■ **Task to carry out**:
Answer the following questions using the passage about the VMRO government in FYROM.
(a) Within what period is the VMRO regime likely to reach the zenith of its autocratic practices?
(b) Through which season is the global economic crisis likely to hit the economy of the small Balkan state?
(c) Which two countries does FYROM's internal belief place on par with it as a priority in US foreign policy?

■ **Text to read**:
====

The ultranationalist regime of the Internal Macedonian Revolutionary Organization (VMRO), an awkwardly and anachronistically named rightist political party of FYROM is likely to reach the zenith of its autocratic practices within the first quarter of 2009. The merciless wave of the Global economic crisis, although slightly curbed by measures in US and EU is likely to hit the economy of the small Balkan state throughout the winter, the period of the greatest expenditure of home budget. This will negatively adverse on Gruevski’s rating due to the prevalent mentality in FYROM that the government rather then the Free market is responsible for living standards ups and downs. Yet the reason for the fall from the grace are not to be sought in economy only. The expected withdrawal of support by official Washington after the takeover of Presidency by Barack Obama to Skoplje will add to the lost of support for government by the local Slavic population. The quite naive belief cherished internally that FYROM has a priority position in US Foreign policy on pair with Israel and South Korea, based on oil pipeline project and building of a CIA station of imposing capacity in Skoplje’s center, slowly fades within this small Balkan population of 1. 200. 000 indoctrinated for nearly two decades with belief of its exceptionalism and global importance.

====

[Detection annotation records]
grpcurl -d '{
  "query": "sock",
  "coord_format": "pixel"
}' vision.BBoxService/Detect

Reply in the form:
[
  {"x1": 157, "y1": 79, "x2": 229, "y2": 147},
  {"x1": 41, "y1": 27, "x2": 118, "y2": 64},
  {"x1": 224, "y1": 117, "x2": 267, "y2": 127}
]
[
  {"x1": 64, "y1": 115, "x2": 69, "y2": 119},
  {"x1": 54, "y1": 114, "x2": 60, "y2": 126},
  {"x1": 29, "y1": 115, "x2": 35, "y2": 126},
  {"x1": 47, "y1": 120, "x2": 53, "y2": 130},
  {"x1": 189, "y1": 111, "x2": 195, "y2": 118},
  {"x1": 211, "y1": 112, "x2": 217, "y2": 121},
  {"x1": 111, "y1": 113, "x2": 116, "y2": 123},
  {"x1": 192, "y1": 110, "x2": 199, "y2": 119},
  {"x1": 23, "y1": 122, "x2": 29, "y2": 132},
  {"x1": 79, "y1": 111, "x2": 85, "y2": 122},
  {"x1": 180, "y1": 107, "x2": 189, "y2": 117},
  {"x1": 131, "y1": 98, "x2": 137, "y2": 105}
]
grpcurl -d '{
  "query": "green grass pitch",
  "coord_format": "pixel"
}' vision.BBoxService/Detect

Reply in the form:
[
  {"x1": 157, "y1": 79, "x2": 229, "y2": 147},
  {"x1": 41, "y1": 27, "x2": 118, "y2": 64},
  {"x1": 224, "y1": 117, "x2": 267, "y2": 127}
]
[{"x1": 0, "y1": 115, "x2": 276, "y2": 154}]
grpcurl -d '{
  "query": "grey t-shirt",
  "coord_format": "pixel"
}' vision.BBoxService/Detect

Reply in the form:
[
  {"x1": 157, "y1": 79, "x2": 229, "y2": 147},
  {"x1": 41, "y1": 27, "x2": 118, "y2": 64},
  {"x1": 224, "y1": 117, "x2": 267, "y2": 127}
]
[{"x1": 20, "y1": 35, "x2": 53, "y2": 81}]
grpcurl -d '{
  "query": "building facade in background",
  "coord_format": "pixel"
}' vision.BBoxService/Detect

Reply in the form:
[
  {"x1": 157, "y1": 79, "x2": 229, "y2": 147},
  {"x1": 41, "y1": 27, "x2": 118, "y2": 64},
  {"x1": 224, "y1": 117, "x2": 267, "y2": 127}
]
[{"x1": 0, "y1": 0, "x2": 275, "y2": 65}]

====

■ **Response to this task**:
(a) Within the first quarter of 2009.
(b) Throughout the winter.
(c) Israel and South Korea.